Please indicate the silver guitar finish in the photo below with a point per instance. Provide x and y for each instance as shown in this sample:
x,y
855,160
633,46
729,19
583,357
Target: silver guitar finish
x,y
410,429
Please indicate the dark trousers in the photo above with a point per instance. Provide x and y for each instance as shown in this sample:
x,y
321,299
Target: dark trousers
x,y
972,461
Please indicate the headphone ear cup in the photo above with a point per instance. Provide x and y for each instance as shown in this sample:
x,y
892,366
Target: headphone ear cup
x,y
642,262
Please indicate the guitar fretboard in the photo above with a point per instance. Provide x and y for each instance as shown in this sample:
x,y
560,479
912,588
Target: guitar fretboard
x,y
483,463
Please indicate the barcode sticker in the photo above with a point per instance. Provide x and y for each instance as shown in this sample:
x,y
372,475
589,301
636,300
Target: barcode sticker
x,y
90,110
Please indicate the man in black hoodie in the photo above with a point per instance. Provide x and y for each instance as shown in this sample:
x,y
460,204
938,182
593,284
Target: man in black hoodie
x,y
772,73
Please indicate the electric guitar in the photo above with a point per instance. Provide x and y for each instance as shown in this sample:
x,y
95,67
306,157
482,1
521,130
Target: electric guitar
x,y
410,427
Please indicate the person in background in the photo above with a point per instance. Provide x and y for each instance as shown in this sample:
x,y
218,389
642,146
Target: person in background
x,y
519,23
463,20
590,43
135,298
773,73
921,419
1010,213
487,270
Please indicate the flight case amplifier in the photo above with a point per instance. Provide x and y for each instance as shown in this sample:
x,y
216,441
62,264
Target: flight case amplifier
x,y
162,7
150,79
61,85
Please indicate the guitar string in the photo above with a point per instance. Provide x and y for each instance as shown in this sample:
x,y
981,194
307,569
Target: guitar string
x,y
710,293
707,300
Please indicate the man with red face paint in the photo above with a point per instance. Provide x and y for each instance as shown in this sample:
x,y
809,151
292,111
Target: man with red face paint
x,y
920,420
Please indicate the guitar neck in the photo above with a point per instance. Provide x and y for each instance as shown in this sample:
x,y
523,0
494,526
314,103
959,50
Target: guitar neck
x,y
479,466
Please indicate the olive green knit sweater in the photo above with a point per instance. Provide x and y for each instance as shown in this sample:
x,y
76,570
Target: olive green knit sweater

Your objective
State the number of lines above that contain "sweater". Write nothing besides it.

Reply to the exercise
2